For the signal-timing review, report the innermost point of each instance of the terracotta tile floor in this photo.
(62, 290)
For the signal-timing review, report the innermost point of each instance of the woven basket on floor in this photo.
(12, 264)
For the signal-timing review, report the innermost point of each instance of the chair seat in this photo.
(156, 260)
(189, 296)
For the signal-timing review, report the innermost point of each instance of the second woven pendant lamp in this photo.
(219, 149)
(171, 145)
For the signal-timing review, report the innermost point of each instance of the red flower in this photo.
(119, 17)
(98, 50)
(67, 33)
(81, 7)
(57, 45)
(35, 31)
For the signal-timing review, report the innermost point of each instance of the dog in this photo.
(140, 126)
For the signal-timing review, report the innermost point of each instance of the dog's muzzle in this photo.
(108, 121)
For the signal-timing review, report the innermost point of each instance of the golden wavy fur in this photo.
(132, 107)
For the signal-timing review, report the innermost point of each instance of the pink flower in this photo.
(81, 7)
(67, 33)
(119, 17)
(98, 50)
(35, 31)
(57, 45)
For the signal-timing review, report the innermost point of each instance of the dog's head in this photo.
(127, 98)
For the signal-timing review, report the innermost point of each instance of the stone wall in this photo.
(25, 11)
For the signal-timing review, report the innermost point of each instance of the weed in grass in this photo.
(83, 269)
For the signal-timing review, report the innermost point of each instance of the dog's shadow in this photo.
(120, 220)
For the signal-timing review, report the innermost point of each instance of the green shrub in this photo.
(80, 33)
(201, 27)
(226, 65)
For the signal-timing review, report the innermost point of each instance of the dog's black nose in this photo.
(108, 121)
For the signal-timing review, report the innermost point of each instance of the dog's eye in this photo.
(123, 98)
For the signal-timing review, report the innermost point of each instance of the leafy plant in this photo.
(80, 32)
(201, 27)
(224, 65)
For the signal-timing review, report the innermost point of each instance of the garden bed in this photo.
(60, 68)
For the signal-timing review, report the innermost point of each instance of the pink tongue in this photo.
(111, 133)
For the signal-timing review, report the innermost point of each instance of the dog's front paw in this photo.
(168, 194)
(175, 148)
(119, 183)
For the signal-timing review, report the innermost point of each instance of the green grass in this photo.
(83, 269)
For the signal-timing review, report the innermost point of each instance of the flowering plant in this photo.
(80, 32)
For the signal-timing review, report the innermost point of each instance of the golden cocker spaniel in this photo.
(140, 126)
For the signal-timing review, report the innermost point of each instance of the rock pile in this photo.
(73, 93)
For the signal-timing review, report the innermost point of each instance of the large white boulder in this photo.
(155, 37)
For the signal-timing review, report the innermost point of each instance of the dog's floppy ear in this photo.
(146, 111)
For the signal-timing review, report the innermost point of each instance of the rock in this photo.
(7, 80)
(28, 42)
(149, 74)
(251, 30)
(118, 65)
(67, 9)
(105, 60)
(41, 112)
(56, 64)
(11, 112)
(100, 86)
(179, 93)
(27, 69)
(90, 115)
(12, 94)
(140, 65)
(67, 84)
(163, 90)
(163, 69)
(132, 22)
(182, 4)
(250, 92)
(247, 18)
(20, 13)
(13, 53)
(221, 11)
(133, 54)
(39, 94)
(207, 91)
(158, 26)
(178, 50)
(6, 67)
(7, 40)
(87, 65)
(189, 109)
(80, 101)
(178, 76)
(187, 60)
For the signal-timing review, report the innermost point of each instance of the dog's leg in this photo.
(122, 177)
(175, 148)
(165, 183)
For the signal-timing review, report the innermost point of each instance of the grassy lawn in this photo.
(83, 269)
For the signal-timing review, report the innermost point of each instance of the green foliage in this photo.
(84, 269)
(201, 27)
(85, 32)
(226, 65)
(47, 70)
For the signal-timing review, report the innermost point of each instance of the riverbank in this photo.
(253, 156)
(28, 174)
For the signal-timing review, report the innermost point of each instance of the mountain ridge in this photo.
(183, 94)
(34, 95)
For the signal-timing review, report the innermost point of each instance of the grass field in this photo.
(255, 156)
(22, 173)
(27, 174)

• **STATED EXERCISE**:
Please set down the whole listing above without altering a single line.

• **TASK RESULT**:
For the signal-timing review, report the innermost point of each instance of the terracotta tile floor in this photo.
(62, 290)
For the signal-timing review, report the innermost point of each instance of the woven basket on floor in this photo.
(12, 264)
For the signal-timing review, report the innermost point of each instance of the chair seat in this photo.
(156, 260)
(189, 296)
For the signal-timing review, report the innermost point of each instance of the second woven pendant lamp in this photo.
(219, 149)
(171, 145)
For the signal-timing review, report the innermost point of each instance of the red flower in this photo.
(119, 17)
(98, 50)
(67, 33)
(81, 7)
(57, 45)
(35, 31)
For the signal-timing review, report the innermost point of each instance of the dog in this photo.
(140, 126)
For the signal-timing review, report the innermost point of each instance of the dog's muzzle in this photo.
(108, 121)
For the signal-timing review, report the innermost point of each instance of the golden wavy fur in this photo.
(132, 107)
For the signal-timing review, report the innermost point of each instance of the pink flower in this photo.
(81, 7)
(67, 33)
(119, 17)
(98, 50)
(35, 31)
(57, 45)
For the signal-timing review, report the innermost point of each instance of the dog's head in this photo.
(127, 98)
For the signal-timing review, report the innermost point of each instance of the stone wall in this photo.
(25, 11)
For the signal-timing review, report the innermost point of each instance of the weed in grass in this photo.
(83, 269)
For the signal-timing review, report the innermost point of each instance of the dog's shadow in this photo.
(120, 220)
For the signal-timing review, report the innermost point of each instance of the green shrub in this photo.
(80, 33)
(201, 27)
(226, 65)
For the signal-timing review, report the innermost point of each instance of the dog's black nose in this photo.
(108, 121)
For the signal-timing review, report the innermost point of each instance of the dog's eye in this photo.
(123, 98)
For the signal-timing review, report the innermost point of each instance of the leafy plant in this photo.
(80, 32)
(201, 27)
(224, 65)
For the signal-timing review, report the innermost point of each instance of the garden bed in this photo.
(60, 68)
For the signal-timing review, report the innermost point of each instance of the pink tongue in this photo.
(111, 133)
For the signal-timing review, report the innermost point of each instance of the dog's front paw in this photo.
(168, 194)
(175, 148)
(119, 183)
For the signal-timing review, report the innermost point of each instance of the green grass in this photo.
(83, 269)
For the signal-timing review, report the innermost point of each instance of the flowering plant in this photo.
(80, 32)
For the signal-timing review, report the innermost point of each instance of the golden cocker spaniel in this photo.
(140, 126)
For the signal-timing review, report the innermost point of each instance of the rock pile in this photo.
(73, 93)
For the signal-timing review, report the innermost point of each instance of the large white boulder in this photo.
(155, 37)
For the signal-timing review, report the innermost point of each instance of the dog's floppy ear in this photo.
(146, 111)
For the signal-timing review, report the innermost point of each instance of the rock in this photo.
(7, 80)
(28, 42)
(149, 74)
(251, 30)
(118, 65)
(67, 9)
(105, 60)
(41, 112)
(56, 64)
(11, 112)
(100, 86)
(179, 93)
(27, 69)
(90, 115)
(12, 94)
(140, 65)
(67, 84)
(163, 90)
(163, 69)
(132, 22)
(182, 4)
(250, 92)
(247, 18)
(20, 13)
(13, 53)
(221, 11)
(133, 54)
(39, 94)
(207, 91)
(158, 26)
(178, 50)
(6, 67)
(7, 40)
(87, 65)
(189, 109)
(80, 101)
(178, 76)
(187, 60)
For the signal-timing review, report the innermost point of each instance of the dog's leg in this photo.
(122, 177)
(175, 148)
(165, 183)
For the signal-timing review, report the innermost point of each instance of the grassy lawn in this photo.
(83, 269)
For the signal-timing review, report the innermost point of each instance of the green foliage in this photo.
(84, 269)
(201, 27)
(85, 32)
(226, 65)
(47, 70)
For the signal-timing review, report the innermost point of each instance of the riverbank in this photo.
(253, 156)
(28, 174)
For the signal-timing review, report the innermost point of each instance of the mountain ridge in this photo.
(183, 94)
(34, 95)
For the signal-timing review, report the innermost point of each instance of the grass field in this photo.
(255, 156)
(22, 173)
(27, 174)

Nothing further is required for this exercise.